> _Work to do_
Copy the rows below word for word, starting with the line that contains "hood, one per instance" and going on through the last line of the rows.
— START OF The input —
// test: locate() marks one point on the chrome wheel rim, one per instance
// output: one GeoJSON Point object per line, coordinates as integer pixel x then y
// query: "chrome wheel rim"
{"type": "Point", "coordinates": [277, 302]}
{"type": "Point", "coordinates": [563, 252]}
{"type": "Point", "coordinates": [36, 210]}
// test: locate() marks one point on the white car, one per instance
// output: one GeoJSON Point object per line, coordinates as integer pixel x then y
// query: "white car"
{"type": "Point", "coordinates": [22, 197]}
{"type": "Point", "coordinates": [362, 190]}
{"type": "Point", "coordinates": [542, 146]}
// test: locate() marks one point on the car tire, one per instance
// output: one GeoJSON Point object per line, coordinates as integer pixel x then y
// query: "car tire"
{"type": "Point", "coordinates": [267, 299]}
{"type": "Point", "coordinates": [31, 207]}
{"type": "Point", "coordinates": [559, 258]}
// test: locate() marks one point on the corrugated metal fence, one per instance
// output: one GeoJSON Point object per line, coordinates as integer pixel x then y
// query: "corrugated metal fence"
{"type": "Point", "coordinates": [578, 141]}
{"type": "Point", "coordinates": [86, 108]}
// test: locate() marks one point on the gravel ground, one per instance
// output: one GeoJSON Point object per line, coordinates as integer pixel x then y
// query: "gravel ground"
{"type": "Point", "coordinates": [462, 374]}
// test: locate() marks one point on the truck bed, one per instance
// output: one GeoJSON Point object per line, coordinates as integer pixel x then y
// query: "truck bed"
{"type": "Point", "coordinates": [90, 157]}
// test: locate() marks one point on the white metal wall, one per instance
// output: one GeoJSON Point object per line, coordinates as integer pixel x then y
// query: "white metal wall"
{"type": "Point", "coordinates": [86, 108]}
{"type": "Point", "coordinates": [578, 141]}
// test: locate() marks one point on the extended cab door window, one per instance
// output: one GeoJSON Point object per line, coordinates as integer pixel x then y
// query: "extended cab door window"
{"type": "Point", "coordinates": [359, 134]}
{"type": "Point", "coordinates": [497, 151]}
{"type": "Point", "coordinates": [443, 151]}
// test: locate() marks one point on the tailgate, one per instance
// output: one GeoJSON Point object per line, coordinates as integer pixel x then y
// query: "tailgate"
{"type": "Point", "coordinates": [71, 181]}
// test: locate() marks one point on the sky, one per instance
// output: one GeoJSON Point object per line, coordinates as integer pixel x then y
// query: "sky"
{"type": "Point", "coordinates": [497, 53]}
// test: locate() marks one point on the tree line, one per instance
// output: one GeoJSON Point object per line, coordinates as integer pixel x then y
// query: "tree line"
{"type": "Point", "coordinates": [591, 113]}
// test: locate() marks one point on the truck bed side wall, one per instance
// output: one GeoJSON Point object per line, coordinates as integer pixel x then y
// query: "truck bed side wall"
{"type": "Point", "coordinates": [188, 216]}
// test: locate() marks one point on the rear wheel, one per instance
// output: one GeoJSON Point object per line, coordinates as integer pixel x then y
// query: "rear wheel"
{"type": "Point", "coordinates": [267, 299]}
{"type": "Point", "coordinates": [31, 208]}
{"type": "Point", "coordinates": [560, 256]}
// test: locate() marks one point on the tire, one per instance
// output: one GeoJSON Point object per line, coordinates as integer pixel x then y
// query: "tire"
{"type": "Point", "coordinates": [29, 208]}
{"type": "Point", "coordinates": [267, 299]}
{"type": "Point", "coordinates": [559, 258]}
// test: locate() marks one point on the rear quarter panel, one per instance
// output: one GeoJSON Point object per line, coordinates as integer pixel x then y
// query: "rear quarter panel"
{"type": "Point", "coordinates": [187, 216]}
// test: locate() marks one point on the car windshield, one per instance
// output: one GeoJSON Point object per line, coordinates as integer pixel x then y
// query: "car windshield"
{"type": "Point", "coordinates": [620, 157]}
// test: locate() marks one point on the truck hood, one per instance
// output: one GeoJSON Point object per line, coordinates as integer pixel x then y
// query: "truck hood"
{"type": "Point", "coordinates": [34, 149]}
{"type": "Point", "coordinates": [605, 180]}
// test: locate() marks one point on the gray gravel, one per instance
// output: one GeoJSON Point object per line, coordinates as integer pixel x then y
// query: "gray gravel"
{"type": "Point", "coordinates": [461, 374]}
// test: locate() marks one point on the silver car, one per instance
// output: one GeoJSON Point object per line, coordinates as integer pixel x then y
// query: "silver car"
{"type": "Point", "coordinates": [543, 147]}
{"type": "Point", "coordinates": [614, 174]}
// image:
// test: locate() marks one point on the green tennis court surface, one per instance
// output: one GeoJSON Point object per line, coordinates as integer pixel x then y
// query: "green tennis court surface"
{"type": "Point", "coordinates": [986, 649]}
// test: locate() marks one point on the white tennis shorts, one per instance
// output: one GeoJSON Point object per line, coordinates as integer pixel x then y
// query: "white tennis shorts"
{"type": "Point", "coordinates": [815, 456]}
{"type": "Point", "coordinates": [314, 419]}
— END OF The input —
> _Exercise result_
// test: locate() marks one point on the truck hood, one per instance
// output: one GeoJSON Point object per line, coordinates as integer pixel x then y
// query: "truck hood"
{"type": "Point", "coordinates": [34, 149]}
{"type": "Point", "coordinates": [605, 180]}
// test: locate() marks one point on the gray gravel, one per instance
// output: one GeoJSON Point object per line, coordinates as integer pixel x then y
// query: "gray gravel"
{"type": "Point", "coordinates": [461, 374]}
// test: locate() marks one point on the silver car, one per instance
// output: one GeoJSON Point object per line, coordinates as integer pixel x then y
// query: "silver car"
{"type": "Point", "coordinates": [543, 147]}
{"type": "Point", "coordinates": [614, 174]}
// image:
// test: locate() marks one point on the green tennis court surface, one per instance
// output: one GeoJSON Point object per line, coordinates as integer pixel x then y
// query: "green tennis court surface"
{"type": "Point", "coordinates": [986, 649]}
// test: locate() marks one point on the white tennis shorts, one per instance
// output: one GeoJSON Point object per line, coordinates as integer pixel x then y
// query: "white tennis shorts"
{"type": "Point", "coordinates": [815, 456]}
{"type": "Point", "coordinates": [314, 419]}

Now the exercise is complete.